If an instance of Watson Machine Learning is not already associated with the current project, follow the instructions in this topic to do so: <a href="https://dataplatform.cloud.ibm.com/docs/content/wsj/getting-started/assoc-services.html?context=wx&audience=wdp" target="_blank">Adding associated services to a project</a>

### 1.3 Create an IBM Cloud API key
Create an IBM Cloud API key by following these instruction: <a href="https://cloud.ibm.com/docs/account?topic=account-userapikey&interface=ui#create_user_key" target="_blank">Creating an IBM Cloud API key</a>

Then paste your new IBM Cloud API key in the code cell below.

In [1]:
g_cloud_apikey = ""

### 1.4 Create a credentials dictionary for Watson Machine learning
See: [Authentication](https://ibm.github.io/watson-machine-learning-sdk/setup_cloud.html#authentication)

In [2]:
g_wml_credentials = { 
    "url"    : "https://us-south.ml.cloud.ibm.com", 
    "apikey" : g_cloud_apikey
}

### 1.5 Look up the current project ID
The _current project_ is the project in which you are running this notebook.  You can get the ID of the current project programmatically by running the following cell.

☆ ☆ ☆ ☆ ☆

• Short exercise 1: Retype the stretch of the listing from the line containing "woman's leg?" through the end of the listing.
The Watson Machine Learning setup notes and the listing have nothing to do with each other.

• Listed records:
☆ ☆ ☆ ☆ ☆

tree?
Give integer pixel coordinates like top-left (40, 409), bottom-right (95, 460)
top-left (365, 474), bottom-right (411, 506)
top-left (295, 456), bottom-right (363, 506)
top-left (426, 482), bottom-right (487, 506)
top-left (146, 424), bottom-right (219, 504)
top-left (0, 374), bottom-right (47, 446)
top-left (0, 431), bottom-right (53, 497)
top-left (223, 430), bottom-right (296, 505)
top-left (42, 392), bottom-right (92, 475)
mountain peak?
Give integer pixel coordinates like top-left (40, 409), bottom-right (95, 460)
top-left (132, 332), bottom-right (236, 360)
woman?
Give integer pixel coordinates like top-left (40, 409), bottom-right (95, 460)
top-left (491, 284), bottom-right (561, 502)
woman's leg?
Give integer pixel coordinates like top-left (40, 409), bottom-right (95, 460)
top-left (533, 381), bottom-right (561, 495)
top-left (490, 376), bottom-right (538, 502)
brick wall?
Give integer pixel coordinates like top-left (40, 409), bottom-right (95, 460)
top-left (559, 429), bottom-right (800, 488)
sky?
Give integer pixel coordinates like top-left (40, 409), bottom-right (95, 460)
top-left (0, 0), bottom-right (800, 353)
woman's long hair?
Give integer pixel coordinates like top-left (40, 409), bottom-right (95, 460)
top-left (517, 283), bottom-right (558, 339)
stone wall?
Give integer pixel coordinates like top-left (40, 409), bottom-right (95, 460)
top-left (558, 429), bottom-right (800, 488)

☆ ☆ ☆ ☆ ☆

• Short exercise 2: In the Watson Machine Learning setup notes, what is meant by the current project?

• Worked answer 1:
woman's leg?
Give integer pixel coordinates like top-left (40, 409), bottom-right (95, 460)
top-left (533, 381), bottom-right (561, 495)
top-left (490, 376), bottom-right (538, 502)
brick wall?
Give integer pixel coordinates like top-left (40, 409), bottom-right (95, 460)
top-left (559, 429), bottom-right (800, 488)
sky?
Give integer pixel coordinates like top-left (40, 409), bottom-right (95, 460)
top-left (0, 0), bottom-right (800, 353)
woman's long hair?
Give integer pixel coordinates like top-left (40, 409), bottom-right (95, 460)
top-left (517, 283), bottom-right (558, 339)
stone wall?
Give integer pixel coordinates like top-left (40, 409), bottom-right (95, 460)
top-left (558, 429), bottom-right (800, 488)

• Worked answer 2: It is the project in which you are running this notebook.